** Start Excerpted passage **

MEETING DATE: June 2, 2015
PREPARED BY: Randy Hatch, Contract City Planner
REVIEWED BY: Odi Ortiz, Interim City Manager
1. Provide Direction Regarding Desired Staffing Levels for Building Department Support Services; and
2. Adopt Resolution 2015-_ Authorizing the Interim City Manager to Finalize Negotiations and Execute an Agreement with 4Leaf, Inc. for Building Department Support Services.
The City has been providing Building Department Services (plan checking, building inspection, code enforcement) via a contract provider since at least 2003.
The most recent Building Department Contract Support Services Agreement was entered into August 2011 with West Coast Code Consultants, Inc., (WC3). The term of that Agreement was for three years and the City and WC3 have been operating on a month-to-month basis since the expiration of that term.
The initial work schedule for WC3 provided a building inspector/code enforcement officer four days per week (32 hrs) and a building permit technician five days per week (40 hrs).
Subsequently, hours for the building inspector/code enforcement officer were increased to five days per week (40 hrs). Initial WC3 contract guaranteed hourly rates through June 30, 2012.
In preparation for this item, City staff reviewed current contract materials and billings from WC3. Staff noticed that the hourly rate schedule for the WC3 Contract only provided rates up to June 30, 2012. There was no indication of what happened after June 30, 2012.
Although there was no guidance in the agreement, WC3 increased their hourly rates in October 2012 in both positions as follows: Inspector/Code Enforcement Officer from $65.09 to $66.51 and Permit Technician from $31.53 to $35.79; most likely through a cost of living increase.
In December 2014, WC3 submitted a request for an increase in the hourly rate for Building Services provided. As part of the mid-year budget review in February 2015, staff analyzed the projected costs of providing Building Services by newly hired City staff (in-house) compared to continuing to use contract staff (outsourcing).
The City Council directed staff to continue to provide Building Services through contract staff and to proceed with a Request for Proposals (RFP). Staff felt it was prudent to review the whole arrangement and determine what contract staff options currently exist for the City.
Accordingly, staff issued a Request for Proposals (RFP) for building permit plan review and field inspection services. The RFP had a release date of March 13, 2015 with a submittal deadline of April 14, 2015, by 5:00 p.m. The City sent the RFP to 14 firms that provide contract building services, posted the RFP on the City website, and otherwise sought and tried to make it known to interested firms that the City was seeking proposals. The City received five proposals by the deadline and one proposal after the deadline (WC3).
Although WC3 submitted their proposal past the deadline, City staff decided to still review the proposal to give the City Council the option to consider it.

** End Excerpted passage **
** Start Provided records **

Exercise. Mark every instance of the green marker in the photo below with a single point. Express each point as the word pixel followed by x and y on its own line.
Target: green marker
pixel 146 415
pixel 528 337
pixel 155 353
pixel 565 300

** End Provided records **

§ Instructions:
a. Translate this sentence from the staff report into Spanish: "The City received five proposals by the deadline and one proposal after the deadline (WC3)."
b. Reproduce all of the pointing-data records line for line, without changing anything.

§ Answers given:
a. La Ciudad recibió cinco propuestas antes de la fecha límite y una propuesta después de la fecha límite (WC3).

b.
Exercise. Mark every instance of the green marker in the photo below with a single point. Express each point as the word pixel followed by x and y on its own line.
Target: green marker
pixel 146 415
pixel 528 337
pixel 155 353
pixel 565 300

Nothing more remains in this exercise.